Given exercise: What do the lines say from the one containing "In this exercise you will indicate the shadowed" to the end of the records? Restate them word for word, and only those.

[Location labeling records]
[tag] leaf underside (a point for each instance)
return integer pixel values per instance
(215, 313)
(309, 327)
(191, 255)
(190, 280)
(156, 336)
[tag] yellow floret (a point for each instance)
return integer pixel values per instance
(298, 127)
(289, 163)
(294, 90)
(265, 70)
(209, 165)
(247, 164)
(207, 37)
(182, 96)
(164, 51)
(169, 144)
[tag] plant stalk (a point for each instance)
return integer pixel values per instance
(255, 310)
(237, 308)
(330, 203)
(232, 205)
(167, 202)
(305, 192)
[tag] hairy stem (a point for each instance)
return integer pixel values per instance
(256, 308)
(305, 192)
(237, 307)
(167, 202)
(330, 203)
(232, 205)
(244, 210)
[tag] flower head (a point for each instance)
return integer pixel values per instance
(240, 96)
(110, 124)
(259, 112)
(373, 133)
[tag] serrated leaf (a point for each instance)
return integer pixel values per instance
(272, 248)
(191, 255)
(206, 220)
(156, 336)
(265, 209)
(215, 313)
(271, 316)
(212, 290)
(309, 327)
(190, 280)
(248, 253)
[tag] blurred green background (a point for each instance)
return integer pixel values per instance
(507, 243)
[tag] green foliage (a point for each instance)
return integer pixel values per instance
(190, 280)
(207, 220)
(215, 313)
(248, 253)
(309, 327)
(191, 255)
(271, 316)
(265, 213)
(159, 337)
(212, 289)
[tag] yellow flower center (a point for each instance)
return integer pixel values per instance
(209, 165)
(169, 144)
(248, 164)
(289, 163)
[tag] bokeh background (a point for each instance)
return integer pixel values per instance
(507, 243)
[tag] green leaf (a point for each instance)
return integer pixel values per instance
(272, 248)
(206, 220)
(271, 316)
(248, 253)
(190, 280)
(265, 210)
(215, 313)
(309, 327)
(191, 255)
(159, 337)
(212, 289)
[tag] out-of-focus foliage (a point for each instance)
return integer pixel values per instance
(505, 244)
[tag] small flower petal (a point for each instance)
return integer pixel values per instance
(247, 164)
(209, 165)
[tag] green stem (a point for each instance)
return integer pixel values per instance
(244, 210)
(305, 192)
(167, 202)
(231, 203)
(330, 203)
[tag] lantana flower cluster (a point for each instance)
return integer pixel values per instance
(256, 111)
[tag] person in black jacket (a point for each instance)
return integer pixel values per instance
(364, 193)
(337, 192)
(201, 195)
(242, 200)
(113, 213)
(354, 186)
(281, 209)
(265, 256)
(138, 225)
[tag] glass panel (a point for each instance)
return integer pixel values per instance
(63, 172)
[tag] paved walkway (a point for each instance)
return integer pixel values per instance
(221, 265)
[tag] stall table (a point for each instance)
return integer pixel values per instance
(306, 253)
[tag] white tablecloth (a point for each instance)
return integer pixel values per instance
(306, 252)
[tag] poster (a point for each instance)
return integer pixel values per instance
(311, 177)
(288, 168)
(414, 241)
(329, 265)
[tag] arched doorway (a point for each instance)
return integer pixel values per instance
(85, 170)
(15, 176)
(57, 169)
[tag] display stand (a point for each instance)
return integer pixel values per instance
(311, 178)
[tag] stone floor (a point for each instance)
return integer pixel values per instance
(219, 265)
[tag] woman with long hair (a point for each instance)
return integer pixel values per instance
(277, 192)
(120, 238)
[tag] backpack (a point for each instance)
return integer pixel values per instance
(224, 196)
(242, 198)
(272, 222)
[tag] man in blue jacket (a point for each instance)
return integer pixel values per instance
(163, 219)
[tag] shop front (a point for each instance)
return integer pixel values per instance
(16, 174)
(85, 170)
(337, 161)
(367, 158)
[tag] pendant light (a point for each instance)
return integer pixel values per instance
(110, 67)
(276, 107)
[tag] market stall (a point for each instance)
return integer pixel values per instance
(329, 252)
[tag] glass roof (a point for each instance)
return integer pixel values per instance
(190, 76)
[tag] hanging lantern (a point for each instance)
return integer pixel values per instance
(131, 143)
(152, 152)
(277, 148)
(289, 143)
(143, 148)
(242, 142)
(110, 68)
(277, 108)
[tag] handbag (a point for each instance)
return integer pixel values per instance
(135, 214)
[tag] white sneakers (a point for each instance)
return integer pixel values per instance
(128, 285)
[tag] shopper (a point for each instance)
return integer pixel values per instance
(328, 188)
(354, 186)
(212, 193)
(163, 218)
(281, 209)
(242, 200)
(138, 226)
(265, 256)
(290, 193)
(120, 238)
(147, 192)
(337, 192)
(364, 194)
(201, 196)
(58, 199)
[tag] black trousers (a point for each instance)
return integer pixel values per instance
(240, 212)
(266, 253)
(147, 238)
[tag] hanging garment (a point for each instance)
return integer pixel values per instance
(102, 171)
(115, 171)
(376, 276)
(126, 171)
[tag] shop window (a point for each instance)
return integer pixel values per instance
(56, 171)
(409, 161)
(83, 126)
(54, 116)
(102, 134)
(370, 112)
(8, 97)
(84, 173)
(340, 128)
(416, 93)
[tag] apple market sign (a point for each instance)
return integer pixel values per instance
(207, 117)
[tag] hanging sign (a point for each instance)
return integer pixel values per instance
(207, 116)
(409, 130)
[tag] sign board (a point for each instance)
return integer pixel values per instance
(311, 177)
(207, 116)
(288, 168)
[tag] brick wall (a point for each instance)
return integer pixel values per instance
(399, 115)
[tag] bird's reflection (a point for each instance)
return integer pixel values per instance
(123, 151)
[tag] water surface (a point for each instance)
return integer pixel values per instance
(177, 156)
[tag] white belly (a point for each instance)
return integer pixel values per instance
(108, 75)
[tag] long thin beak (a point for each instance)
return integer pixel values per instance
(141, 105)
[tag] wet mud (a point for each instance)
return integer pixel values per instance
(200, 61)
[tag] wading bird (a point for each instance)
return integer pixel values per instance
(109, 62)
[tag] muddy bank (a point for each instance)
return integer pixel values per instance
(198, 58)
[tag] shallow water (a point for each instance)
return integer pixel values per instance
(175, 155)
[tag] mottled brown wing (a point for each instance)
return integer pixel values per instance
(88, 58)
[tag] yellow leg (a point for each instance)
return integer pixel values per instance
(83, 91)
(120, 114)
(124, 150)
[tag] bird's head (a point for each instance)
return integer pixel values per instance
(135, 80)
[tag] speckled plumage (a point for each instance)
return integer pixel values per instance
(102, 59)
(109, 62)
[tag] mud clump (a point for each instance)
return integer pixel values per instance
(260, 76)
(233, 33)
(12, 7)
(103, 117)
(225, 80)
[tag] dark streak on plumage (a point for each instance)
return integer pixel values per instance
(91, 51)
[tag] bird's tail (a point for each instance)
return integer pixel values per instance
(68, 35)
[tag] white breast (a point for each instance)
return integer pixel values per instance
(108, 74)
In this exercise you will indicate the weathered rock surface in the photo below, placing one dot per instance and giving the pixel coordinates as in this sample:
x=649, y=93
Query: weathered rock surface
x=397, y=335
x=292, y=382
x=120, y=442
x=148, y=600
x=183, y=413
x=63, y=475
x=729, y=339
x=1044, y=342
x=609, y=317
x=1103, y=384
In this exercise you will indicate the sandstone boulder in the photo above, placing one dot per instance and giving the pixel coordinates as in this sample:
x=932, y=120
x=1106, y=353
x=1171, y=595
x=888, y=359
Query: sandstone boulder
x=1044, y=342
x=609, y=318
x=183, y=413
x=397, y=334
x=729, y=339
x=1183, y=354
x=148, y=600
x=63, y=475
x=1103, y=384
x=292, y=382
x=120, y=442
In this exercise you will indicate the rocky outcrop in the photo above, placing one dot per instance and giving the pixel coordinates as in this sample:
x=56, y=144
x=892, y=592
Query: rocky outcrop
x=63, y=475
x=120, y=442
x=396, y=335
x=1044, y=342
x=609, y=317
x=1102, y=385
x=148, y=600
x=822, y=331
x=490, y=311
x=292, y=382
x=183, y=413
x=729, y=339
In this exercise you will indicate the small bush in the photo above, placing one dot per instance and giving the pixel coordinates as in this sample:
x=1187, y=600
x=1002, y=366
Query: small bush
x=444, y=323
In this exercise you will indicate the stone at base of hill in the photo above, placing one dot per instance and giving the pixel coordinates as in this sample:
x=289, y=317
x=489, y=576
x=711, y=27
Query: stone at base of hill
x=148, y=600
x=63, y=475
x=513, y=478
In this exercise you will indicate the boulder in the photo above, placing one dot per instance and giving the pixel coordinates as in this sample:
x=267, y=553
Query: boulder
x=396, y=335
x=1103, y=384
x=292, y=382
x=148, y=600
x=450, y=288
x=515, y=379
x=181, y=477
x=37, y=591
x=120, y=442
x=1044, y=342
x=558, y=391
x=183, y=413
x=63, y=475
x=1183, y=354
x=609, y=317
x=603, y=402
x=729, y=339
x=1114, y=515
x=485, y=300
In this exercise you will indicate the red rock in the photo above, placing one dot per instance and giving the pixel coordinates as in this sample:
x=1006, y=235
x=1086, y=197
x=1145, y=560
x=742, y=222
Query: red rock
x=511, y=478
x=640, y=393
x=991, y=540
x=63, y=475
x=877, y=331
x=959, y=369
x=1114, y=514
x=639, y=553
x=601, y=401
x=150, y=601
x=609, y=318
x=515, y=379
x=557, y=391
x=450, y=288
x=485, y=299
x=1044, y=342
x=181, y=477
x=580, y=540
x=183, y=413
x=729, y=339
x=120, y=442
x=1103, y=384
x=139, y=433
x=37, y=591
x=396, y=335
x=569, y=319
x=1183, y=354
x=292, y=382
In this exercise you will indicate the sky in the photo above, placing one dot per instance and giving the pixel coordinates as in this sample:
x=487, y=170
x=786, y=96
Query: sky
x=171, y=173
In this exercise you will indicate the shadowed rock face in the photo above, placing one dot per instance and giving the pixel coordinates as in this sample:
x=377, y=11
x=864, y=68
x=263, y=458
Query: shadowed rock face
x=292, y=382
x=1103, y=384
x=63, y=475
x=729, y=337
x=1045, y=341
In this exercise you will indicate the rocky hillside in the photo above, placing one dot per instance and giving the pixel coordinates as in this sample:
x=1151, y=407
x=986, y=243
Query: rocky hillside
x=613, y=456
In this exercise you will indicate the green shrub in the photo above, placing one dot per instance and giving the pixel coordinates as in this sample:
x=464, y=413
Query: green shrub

Answer to this exercise:
In this exercise you will indicate the shadowed rock face in the photo above, placing one dot per instance and giving the pixel coordinates as in this sample:
x=377, y=11
x=864, y=68
x=263, y=458
Query: shadowed rock face
x=292, y=382
x=1103, y=384
x=63, y=475
x=729, y=337
x=1045, y=341
In this exercise you will indicate the rocky hillside in the photo above, placing one dot per instance and giving the pixel coordinates as in this sample:
x=1151, y=407
x=986, y=243
Query: rocky hillside
x=613, y=456
In this exercise you will indicate the green shrub in the photo above, placing one dot per instance and giving the pixel coordinates as in this sample:
x=464, y=413
Query: green shrub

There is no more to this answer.